Data extract:
══════
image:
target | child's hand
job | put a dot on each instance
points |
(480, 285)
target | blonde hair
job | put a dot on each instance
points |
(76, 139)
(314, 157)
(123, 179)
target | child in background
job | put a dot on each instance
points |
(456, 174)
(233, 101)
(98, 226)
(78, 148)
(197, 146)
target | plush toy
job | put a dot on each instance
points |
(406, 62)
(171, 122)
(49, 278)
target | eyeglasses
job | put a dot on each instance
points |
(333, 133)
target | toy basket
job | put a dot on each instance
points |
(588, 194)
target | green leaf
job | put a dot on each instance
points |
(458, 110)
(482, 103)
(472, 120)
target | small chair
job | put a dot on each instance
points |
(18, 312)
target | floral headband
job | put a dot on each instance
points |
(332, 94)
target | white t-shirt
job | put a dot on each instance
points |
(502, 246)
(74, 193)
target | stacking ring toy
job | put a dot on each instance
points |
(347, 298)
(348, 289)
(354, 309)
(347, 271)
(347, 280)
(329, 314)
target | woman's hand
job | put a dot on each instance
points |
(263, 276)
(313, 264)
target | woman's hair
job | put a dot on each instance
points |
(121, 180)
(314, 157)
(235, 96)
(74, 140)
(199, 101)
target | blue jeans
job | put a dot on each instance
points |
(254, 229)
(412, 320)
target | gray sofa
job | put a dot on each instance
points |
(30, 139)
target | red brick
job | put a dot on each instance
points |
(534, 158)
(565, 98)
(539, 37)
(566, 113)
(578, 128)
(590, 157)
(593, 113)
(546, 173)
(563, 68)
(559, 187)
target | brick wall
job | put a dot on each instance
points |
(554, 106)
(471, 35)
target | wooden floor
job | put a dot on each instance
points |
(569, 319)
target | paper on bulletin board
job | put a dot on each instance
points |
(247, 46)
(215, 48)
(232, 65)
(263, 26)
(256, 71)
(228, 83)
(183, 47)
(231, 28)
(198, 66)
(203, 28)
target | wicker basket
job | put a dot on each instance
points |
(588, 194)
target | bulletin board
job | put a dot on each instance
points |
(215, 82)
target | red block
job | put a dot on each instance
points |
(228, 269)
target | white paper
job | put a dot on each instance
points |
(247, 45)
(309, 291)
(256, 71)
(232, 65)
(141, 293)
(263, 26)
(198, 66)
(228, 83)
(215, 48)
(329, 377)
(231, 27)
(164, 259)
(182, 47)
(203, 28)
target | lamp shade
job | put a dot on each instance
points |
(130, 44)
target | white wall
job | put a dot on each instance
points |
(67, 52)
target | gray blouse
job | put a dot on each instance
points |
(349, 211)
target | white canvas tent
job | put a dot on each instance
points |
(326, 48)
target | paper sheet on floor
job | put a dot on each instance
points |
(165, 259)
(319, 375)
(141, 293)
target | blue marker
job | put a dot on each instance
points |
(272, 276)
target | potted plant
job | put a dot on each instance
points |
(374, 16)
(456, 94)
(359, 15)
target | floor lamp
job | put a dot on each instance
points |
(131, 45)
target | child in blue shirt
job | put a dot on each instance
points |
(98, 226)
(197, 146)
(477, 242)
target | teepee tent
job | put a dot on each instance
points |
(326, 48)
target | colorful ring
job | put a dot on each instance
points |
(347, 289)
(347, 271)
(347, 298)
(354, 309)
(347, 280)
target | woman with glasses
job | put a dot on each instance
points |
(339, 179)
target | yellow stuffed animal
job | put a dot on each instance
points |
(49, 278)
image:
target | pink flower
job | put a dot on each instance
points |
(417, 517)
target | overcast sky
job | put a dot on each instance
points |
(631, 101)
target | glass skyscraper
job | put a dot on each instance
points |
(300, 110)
══════
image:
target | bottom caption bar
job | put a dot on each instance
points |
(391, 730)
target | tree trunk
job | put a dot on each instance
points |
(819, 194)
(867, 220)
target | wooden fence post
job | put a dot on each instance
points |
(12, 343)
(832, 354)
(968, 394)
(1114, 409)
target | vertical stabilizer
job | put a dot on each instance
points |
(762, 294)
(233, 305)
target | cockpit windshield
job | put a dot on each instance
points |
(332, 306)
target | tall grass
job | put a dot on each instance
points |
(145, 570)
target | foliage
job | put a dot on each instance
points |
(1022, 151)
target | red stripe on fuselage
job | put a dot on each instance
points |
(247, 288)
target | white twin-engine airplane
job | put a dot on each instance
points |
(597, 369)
══════
What to produce:
Count the lines in the items above that contain the word "basket", and reply with the number alone.

Output for this task:
2